TASK — In full and word for word, restate the lines of the listing.
Segment Open
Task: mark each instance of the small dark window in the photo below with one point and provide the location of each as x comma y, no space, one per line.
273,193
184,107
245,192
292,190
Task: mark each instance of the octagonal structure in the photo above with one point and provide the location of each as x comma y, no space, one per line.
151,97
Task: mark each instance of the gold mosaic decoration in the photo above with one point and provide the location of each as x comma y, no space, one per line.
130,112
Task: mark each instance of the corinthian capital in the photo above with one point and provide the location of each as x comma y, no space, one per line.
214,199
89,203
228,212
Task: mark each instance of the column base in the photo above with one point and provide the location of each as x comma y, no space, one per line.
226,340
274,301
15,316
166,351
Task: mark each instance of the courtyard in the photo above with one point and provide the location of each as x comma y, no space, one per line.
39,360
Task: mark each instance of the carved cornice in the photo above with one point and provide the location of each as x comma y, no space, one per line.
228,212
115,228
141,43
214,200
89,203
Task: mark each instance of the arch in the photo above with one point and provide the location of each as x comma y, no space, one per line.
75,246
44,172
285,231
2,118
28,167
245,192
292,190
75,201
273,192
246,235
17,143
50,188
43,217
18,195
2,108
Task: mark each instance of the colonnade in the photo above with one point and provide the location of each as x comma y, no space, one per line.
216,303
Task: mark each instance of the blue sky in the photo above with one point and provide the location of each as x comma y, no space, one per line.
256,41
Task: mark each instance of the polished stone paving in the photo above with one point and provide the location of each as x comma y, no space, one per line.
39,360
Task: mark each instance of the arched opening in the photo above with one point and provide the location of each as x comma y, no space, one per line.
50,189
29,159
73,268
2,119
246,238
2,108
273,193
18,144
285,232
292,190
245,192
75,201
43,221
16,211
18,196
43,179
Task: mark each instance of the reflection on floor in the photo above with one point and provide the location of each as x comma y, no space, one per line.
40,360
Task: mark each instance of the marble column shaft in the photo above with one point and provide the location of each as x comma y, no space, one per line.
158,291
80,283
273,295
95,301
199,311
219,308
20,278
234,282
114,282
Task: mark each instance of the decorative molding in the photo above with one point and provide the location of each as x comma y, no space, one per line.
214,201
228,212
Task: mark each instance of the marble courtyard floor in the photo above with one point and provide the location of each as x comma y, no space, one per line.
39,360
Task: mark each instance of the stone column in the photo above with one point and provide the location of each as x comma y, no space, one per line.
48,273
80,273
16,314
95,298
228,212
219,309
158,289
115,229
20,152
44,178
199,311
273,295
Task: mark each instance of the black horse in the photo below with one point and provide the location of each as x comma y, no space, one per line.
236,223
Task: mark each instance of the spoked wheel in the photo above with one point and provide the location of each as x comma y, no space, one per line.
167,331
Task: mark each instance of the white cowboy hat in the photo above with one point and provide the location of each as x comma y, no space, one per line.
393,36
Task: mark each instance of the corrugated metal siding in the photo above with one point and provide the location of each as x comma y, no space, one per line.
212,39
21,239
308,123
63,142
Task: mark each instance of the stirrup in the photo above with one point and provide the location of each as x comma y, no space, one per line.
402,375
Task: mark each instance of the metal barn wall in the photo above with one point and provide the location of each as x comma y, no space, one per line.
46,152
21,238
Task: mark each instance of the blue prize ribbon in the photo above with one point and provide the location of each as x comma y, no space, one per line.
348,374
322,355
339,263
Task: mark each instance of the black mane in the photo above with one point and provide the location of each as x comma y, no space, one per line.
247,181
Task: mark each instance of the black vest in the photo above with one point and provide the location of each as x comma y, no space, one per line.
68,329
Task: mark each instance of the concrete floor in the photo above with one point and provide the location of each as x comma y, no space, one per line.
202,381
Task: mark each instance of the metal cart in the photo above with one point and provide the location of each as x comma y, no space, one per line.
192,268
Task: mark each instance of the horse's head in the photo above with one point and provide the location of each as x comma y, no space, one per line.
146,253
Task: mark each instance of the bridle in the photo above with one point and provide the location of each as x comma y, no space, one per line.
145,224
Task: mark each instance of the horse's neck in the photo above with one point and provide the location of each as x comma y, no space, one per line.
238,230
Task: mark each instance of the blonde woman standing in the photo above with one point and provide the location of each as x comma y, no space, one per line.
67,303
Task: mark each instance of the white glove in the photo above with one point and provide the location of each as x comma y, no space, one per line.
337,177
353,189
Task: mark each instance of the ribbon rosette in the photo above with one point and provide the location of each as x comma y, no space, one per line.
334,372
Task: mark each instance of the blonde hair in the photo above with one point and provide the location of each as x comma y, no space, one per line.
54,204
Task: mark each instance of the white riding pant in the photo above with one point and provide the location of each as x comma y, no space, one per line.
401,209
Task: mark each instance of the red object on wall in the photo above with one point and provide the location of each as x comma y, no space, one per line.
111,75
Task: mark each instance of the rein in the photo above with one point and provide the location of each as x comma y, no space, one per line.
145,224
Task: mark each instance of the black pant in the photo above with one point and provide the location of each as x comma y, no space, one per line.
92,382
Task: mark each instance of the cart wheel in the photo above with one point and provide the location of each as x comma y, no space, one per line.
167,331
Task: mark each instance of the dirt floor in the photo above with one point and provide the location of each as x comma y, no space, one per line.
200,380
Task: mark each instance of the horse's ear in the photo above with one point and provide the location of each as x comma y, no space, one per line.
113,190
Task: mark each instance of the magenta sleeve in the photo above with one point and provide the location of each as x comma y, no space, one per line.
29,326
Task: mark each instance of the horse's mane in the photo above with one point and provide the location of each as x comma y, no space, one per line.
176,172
Segment Closed
COMPLETED EXERCISE —
Task: mark each instance of the small dark window in the photo below with one point and provide the location of each as x comma y, no space, one per line.
273,193
184,107
245,192
292,190
Task: mark each instance of the octagonal structure in the photo above with one point and provide the location of each as x comma y, no space, one per line.
151,97
Task: mark each instance of the gold mosaic decoration in the photo above with one point and provide the location of each as x comma y, no space, one per line.
130,112
Task: mark each instance of the corinthian capital in the photo above with one point and provide the location of each as x comma y, no space, one per line.
214,199
89,203
228,212
Task: mark each instance of the column base in the photo above with one point and provide the location of each as x comma y, no space, one per line.
226,340
274,301
15,316
166,351
Task: mark each instance of the courtyard in the photo above with one point and provide the location of each as x comma y, no space, one per line.
39,360
Task: mark each instance of the carved cornice in the photo above with one point and provide the location of each as x comma y, no space, one per line.
228,212
115,228
141,43
214,200
89,203
Task: mark each instance of the arch in the photo above with one point and provide the location of each as x comma y, no space, one per line.
75,246
44,172
285,231
2,118
28,167
245,192
292,190
75,201
273,192
246,235
17,143
50,188
43,217
18,195
2,108
Task: mark each instance of the colonnade in the photo above with one point and provide the location of each as x comma y, no space, one per line.
216,303
Task: mark each instance of the blue sky in the photo above with one point and provide the location of each as x comma y, no space, one per line.
256,41
Task: mark each instance of the polished stone paving in the photo above with one point and provide the location of each as x comma y, no space, one per line.
39,360
Task: mark each instance of the arched opening in the photo above with one point and provide the location of each as x comma y, no space, one per line.
50,189
29,159
73,268
2,119
246,238
2,108
273,193
18,144
285,232
292,190
245,192
75,201
43,221
16,211
18,196
43,179
Task: mark each instance of the reflection on floor in the photo above with one point and provide the location of each as x comma y, no space, one per line.
40,360
Task: mark each instance of the marble column shaft in the photo above with one point and provide the location of each as x comma y, no space, one per line.
158,291
80,283
273,295
95,301
199,311
219,308
20,278
234,282
114,282
Task: mark each instance of the decorative molding in the photo above with one point and provide the location of each as x comma y, no space, one per line.
214,201
228,212
Task: mark each instance of the marble courtyard floor in the photo above with one point and provide the location of each as x comma y, no space, one per line.
39,360
Task: mark each instance of the stone column in the photo above with one point and provide the location of each as x comma y, no space, one per line.
48,273
80,273
16,314
95,298
228,212
219,309
158,289
115,229
20,152
44,178
199,311
273,295
Task: mark each instance of the black horse in the photo below with one point and provide the location of each as x comma y, no space, one per line.
236,223
Task: mark each instance of the spoked wheel in the photo above with one point and provide the location of each as x comma y, no space, one per line.
167,331
Task: mark each instance of the white cowboy hat in the photo above with one point and provide the location of each as x comma y, no space, one per line.
393,36
Task: mark each instance of the corrugated metal siding in the photo above with one point and provide the location of each as x comma y, no space, one per line.
212,39
21,239
308,123
63,142
Task: mark each instance of the stirrup in the photo above with one point and provide the location of each as x comma y, no space, one per line.
402,375
Task: mark each instance of the metal barn wall in the photo above with one point and provide the location of each as x comma y, no space, one per line.
46,152
21,238
Task: mark each instance of the blue prize ribbon in the photo above with one point and provide the location of each as x comma y, no space, one per line.
348,374
322,355
339,263
Task: mark each instance of the black mane in the photo above with one point and provide the location of each as x comma y, no space, one per line.
247,181
Task: mark each instance of the black vest in the photo above with one point and provide the location of each as x comma y, no space, one per line.
68,329
Task: mark each instance of the concrete floor in the photo above with one point and provide the location of each as x comma y, no space, one per line.
202,381
Task: mark each instance of the metal cart in the photo above with one point and provide the location of each as x comma y, no space, one per line.
192,268
Task: mark each instance of the horse's head in the photo above with one point and provide the location of each as x comma y, no space, one per line.
146,253
Task: mark each instance of the bridle in the photo above with one point and provide the location of each as x comma y, no space, one per line.
145,224
Task: mark each instance of the horse's neck in the photo above with one point and provide the location of each as x comma y, no space, one per line.
238,230
Task: mark each instance of the blonde woman standing in the photo above with one point and provide the location of each as x comma y, no space, one per line.
67,303
Task: mark each instance of the white glove in the photo above with one point and provide the location of each as x comma y, no space, one per line.
337,177
353,189
Task: mark each instance of the ribbon rosette in the photo above with one point and provide the location of each as x comma y, no space, one per line.
334,372
Task: mark each instance of the blonde hair in the photo above with one point and provide the location of each as x comma y, no space, one per line.
54,204
Task: mark each instance of the white riding pant in the photo above with one point and provide the location of each as x comma y, no space, one per line.
401,209
Task: mark each instance of the red object on wall in the photo above with one point and provide the location of each as x comma y, no space, one per line.
111,75
Task: mark each instance of the rein in the photo above with one point and provide the location of each as x comma y, no space, one per line.
145,224
Task: mark each instance of the black pant in the photo above with one point and provide the location of each as x comma y, no space, one per line.
92,382
Task: mark each instance of the cart wheel in the photo above with one point and provide the location of each as x comma y, no space, one per line.
167,331
Task: mark each instance of the dirt floor in the photo above with one point and provide the location of each as x comma y, no space, one per line.
200,380
Task: mark each instance of the horse's ear in the photo above with one point and provide the location of each as x comma y, no space, one per line.
113,190
Task: mark each instance of the magenta sleeve in the photo above with one point and provide the location of each as x comma y, no space, one per line.
29,326
Task: mark each instance of the horse's mane in the photo above with one point and provide the location of each as x comma y, no space, one per line.
176,172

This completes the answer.